> _What is expected_: Edit the records below so that "one marker apiece" reads "a single marker for each" wherever it occurs, and leave all else unchanged.

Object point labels
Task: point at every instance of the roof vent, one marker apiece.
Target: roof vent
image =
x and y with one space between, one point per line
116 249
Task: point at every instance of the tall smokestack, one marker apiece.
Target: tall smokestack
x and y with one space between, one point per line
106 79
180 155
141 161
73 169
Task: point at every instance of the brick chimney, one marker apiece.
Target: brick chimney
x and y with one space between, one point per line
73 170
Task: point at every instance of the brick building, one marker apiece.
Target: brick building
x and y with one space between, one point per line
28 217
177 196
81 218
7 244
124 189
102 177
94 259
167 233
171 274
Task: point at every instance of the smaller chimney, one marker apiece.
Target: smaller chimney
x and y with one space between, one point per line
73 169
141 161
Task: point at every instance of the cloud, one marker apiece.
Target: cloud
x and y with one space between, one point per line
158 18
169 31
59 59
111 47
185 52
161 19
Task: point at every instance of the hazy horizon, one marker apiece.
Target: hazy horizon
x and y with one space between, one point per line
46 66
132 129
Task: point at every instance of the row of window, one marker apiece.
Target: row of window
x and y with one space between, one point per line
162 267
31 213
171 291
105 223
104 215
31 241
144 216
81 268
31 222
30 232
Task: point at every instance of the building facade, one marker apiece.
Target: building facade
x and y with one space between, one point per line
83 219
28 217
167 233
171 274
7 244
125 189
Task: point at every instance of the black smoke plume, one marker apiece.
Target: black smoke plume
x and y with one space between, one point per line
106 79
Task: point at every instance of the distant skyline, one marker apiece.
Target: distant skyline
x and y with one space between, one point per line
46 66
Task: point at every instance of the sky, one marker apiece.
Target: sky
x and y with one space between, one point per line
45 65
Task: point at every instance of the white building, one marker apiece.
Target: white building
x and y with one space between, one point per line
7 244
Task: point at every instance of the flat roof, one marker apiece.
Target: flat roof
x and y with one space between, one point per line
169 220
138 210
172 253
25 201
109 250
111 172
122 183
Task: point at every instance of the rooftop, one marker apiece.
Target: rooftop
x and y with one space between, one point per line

> _Exercise solution_:
Task: point at every instance of the roof vent, a single marker for each.
Target: roof vent
image =
x and y with one space between, one point per line
116 249
Task: point at every instance of the tall smokestack, a single marker for each.
Target: tall smokestack
x and y with one space between, one point per line
106 79
180 155
141 161
73 169
Task: point at every instance of the brick chimney, a single marker for each.
Target: brick chimney
x and y with one space between, one point per line
73 170
Task: point at every instance of the brick building, a single marker for each.
Target: brick building
x and y with one space between, one point per line
28 217
177 196
81 218
7 244
124 189
102 177
94 259
167 233
171 274
Task: point at every instance of the smaller chimney, a single marker for each.
Target: smaller chimney
x and y with one space between, one point per line
73 169
141 161
Task: point at every instance of the cloud, a single marker for each.
Target: cloud
x and y with one space between, one point per line
158 18
169 31
59 59
111 47
185 52
161 19
Task: point at every instance of the hazy horizon, a single marker for each.
Target: hazy horizon
x and y with one space between, one point per line
46 66
132 129
Task: point at every instance of the row of window, a single marker for each.
Target: row of window
x and y with one space between, one point per line
162 267
31 213
171 291
105 223
104 215
31 241
144 216
81 268
31 222
30 232
Task: point at every instance of the building facade, a single marker for each.
Target: building facade
x and y with one space between, one point per line
83 219
28 217
167 233
171 274
7 244
125 189
Task: point at every instance of the black smoke plume, a single marker for each.
Target: black smoke plume
x and y with one space between, one point per line
106 79
Task: point at every instance of the distant skyline, a single marker for each.
Target: distant skyline
x and y with one space between, one point per line
46 66
Task: point at every instance of the sky, a single marker for each.
Target: sky
x and y with one space between, one point per line
45 65
Task: point at every instance of the white building, a single marker for each.
Target: white building
x and y with one space between, one point per line
7 244
Task: point at every instance of the flat roof, a single marker for each.
Target: flat roof
x and y with one space between, one point per line
169 220
138 210
172 253
25 201
109 250
111 172
122 183
Task: point at every instance of the rooftop, a single marker for each.
Target: rooftop
x and y with one space between, one point per line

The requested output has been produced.